THE REQUEST: Put the stretch of material from the line containing "Could you put a marker on the man's" through the last line into a numbered list, leaving out any blank lines.

Position annotation records:
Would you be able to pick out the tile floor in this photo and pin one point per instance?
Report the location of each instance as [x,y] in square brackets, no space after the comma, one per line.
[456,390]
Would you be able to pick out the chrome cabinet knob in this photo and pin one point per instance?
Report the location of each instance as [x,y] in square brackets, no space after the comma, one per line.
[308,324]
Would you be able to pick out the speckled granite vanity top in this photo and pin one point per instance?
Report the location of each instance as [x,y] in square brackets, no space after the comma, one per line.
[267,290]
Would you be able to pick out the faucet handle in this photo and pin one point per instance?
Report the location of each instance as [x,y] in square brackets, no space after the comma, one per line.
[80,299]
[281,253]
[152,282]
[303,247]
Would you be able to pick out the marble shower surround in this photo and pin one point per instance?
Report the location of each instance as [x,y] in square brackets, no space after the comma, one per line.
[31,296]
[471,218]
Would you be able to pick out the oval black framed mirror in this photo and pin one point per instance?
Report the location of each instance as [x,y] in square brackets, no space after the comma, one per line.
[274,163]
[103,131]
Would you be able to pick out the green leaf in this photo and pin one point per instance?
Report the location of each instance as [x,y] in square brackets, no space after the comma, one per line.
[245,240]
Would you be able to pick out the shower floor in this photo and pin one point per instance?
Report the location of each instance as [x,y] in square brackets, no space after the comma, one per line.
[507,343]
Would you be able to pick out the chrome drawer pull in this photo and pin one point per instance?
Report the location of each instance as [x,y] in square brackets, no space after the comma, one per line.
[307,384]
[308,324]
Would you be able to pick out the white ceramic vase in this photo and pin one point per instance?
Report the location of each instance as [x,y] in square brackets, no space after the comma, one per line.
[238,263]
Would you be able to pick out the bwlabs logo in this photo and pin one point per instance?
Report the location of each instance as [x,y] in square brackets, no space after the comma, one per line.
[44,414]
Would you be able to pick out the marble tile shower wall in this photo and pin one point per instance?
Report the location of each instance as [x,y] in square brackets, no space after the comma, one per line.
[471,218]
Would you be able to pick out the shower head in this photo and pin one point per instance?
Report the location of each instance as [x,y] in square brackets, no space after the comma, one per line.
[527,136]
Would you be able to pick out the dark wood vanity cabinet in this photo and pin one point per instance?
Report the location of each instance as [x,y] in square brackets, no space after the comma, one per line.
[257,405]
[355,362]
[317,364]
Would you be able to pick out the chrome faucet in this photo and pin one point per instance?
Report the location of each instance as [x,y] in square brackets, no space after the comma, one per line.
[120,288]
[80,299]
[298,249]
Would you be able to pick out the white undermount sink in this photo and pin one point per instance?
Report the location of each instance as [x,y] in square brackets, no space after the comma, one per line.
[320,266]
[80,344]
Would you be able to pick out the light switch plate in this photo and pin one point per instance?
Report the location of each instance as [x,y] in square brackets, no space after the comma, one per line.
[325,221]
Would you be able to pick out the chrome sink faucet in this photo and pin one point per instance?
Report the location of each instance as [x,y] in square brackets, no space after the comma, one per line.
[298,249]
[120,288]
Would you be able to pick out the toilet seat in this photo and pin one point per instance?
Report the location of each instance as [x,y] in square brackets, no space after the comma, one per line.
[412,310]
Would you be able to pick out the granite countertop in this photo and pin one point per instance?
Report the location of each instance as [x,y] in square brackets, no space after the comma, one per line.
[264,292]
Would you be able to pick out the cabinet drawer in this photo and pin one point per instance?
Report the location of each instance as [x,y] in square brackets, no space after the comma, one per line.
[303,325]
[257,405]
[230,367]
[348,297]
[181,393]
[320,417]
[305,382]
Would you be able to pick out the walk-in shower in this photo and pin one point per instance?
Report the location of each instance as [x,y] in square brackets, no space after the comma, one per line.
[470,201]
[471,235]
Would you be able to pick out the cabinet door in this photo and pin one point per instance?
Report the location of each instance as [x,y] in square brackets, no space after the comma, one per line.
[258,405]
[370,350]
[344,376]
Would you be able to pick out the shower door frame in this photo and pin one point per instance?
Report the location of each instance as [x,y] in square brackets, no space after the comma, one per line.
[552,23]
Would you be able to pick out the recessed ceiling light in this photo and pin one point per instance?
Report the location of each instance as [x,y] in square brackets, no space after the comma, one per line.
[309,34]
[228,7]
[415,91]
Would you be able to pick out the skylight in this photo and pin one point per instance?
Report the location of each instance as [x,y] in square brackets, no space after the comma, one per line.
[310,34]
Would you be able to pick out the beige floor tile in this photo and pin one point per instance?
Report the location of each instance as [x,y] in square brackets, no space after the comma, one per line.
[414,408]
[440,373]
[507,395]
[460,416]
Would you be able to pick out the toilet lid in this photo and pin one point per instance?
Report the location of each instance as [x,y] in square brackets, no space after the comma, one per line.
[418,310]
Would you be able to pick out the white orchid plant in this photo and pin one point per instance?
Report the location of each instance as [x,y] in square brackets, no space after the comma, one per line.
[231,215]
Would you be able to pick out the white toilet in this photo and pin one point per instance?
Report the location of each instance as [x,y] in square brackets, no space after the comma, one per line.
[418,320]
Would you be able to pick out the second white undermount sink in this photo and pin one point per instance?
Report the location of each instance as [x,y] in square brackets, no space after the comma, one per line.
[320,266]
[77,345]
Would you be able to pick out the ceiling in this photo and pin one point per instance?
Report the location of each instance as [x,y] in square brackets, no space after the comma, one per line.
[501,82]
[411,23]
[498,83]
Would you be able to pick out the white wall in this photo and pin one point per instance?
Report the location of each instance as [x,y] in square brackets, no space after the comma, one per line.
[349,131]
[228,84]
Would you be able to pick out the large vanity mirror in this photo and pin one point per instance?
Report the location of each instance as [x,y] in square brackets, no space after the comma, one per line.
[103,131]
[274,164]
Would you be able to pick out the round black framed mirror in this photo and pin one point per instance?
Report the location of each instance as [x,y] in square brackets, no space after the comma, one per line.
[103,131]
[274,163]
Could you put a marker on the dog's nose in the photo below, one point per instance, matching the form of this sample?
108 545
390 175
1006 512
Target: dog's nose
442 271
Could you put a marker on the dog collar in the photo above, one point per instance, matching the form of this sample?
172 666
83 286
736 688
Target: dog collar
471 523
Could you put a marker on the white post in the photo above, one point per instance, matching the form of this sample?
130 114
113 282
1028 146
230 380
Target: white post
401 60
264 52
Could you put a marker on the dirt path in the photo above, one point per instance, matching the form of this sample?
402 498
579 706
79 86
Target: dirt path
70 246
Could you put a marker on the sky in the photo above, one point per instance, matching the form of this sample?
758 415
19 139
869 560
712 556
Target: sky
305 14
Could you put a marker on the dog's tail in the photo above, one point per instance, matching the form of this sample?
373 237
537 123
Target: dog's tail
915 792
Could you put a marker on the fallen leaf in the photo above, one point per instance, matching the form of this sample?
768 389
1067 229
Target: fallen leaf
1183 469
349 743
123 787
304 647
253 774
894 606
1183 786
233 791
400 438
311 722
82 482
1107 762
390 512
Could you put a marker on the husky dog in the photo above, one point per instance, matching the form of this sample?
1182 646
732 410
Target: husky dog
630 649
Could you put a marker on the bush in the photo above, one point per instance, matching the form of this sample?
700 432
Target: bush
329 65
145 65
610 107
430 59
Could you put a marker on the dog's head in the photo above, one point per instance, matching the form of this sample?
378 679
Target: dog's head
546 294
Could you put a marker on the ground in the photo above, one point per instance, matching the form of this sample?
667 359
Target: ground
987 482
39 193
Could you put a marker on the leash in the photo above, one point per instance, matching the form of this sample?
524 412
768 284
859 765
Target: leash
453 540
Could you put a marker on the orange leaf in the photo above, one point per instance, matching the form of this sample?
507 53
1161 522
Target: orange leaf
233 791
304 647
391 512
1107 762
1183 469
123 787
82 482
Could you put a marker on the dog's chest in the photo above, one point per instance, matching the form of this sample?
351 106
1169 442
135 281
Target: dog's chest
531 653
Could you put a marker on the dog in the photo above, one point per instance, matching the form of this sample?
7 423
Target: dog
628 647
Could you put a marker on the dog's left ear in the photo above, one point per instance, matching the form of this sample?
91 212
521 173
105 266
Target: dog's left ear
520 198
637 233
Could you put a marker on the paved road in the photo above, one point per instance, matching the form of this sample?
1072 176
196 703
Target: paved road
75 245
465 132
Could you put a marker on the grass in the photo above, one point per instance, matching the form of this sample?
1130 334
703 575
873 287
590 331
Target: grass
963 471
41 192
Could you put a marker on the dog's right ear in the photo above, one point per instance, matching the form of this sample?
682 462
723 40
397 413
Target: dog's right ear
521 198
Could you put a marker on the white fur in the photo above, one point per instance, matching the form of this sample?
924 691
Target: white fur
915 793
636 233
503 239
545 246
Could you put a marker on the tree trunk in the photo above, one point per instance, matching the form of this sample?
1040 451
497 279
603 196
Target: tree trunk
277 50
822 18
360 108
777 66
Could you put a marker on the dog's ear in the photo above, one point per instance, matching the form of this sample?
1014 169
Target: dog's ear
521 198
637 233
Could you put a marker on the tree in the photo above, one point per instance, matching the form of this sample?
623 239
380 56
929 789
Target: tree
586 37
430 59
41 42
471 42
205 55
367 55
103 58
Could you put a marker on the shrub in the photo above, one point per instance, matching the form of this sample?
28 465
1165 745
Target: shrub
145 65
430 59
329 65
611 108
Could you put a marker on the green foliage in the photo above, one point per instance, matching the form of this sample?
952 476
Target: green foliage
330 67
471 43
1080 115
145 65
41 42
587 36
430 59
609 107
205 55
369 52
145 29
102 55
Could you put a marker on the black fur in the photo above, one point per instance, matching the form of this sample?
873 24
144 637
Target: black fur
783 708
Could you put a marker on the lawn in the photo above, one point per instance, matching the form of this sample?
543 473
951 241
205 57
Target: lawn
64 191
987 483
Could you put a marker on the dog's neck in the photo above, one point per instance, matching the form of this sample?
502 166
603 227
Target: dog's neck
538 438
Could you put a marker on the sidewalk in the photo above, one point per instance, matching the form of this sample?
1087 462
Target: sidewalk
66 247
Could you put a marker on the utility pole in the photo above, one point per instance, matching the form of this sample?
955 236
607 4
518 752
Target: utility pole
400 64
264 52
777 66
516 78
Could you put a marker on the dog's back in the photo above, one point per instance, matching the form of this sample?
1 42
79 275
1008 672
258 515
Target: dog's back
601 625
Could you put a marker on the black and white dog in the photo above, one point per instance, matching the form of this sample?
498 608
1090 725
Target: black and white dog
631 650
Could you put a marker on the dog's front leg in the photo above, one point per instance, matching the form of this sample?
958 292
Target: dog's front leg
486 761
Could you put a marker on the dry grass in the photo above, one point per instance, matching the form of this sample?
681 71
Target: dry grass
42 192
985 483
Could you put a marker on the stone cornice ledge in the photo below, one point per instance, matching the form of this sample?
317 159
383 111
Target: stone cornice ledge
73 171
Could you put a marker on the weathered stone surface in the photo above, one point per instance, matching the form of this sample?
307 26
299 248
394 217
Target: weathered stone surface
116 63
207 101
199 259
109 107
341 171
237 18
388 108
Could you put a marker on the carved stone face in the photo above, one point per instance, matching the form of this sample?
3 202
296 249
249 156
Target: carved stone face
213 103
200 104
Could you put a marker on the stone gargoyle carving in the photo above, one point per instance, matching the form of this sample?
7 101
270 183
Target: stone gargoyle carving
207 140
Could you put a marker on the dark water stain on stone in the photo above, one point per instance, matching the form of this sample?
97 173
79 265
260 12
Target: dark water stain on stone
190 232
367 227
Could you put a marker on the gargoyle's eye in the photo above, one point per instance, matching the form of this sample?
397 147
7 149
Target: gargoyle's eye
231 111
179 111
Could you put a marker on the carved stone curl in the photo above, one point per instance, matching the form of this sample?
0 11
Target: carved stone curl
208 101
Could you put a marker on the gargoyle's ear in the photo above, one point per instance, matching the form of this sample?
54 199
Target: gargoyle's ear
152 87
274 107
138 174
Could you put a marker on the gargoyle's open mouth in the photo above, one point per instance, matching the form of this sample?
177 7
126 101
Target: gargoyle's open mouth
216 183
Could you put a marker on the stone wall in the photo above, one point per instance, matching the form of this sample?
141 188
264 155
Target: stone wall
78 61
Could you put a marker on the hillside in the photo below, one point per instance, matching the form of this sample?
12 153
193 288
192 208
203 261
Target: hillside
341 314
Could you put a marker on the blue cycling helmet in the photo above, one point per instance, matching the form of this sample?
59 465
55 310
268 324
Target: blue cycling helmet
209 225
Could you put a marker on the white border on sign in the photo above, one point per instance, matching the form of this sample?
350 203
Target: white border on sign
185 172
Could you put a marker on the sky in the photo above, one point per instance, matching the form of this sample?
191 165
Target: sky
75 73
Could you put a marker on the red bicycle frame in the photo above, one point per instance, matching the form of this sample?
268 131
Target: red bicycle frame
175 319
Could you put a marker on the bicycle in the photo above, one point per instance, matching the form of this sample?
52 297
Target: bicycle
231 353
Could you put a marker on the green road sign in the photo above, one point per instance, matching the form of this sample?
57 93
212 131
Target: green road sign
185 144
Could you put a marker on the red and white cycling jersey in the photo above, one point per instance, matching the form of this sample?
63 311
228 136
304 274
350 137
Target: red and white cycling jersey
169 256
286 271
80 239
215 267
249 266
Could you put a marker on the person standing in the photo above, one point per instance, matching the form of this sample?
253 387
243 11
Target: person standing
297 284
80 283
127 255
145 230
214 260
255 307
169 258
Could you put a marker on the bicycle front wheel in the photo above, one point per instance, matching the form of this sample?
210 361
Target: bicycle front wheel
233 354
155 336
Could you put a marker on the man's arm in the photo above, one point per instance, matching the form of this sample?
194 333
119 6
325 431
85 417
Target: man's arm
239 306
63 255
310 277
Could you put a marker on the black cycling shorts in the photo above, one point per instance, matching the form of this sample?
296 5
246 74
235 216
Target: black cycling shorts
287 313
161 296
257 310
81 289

FINISHED TASK:
1. Could you put a marker on the man's arm in the photo above, one point per instance, matching the form of this sample?
2. 194 333
3. 119 6
4. 325 431
5. 85 417
6. Target: man's arm
7. 239 306
8. 63 255
9. 310 277
10. Could you put a marker on the black cycling shorts in the photo above, one point per instance, matching the form of this sample?
11. 296 5
12. 246 74
13. 235 216
14. Target: black cycling shorts
15. 287 313
16. 161 296
17. 257 310
18. 81 289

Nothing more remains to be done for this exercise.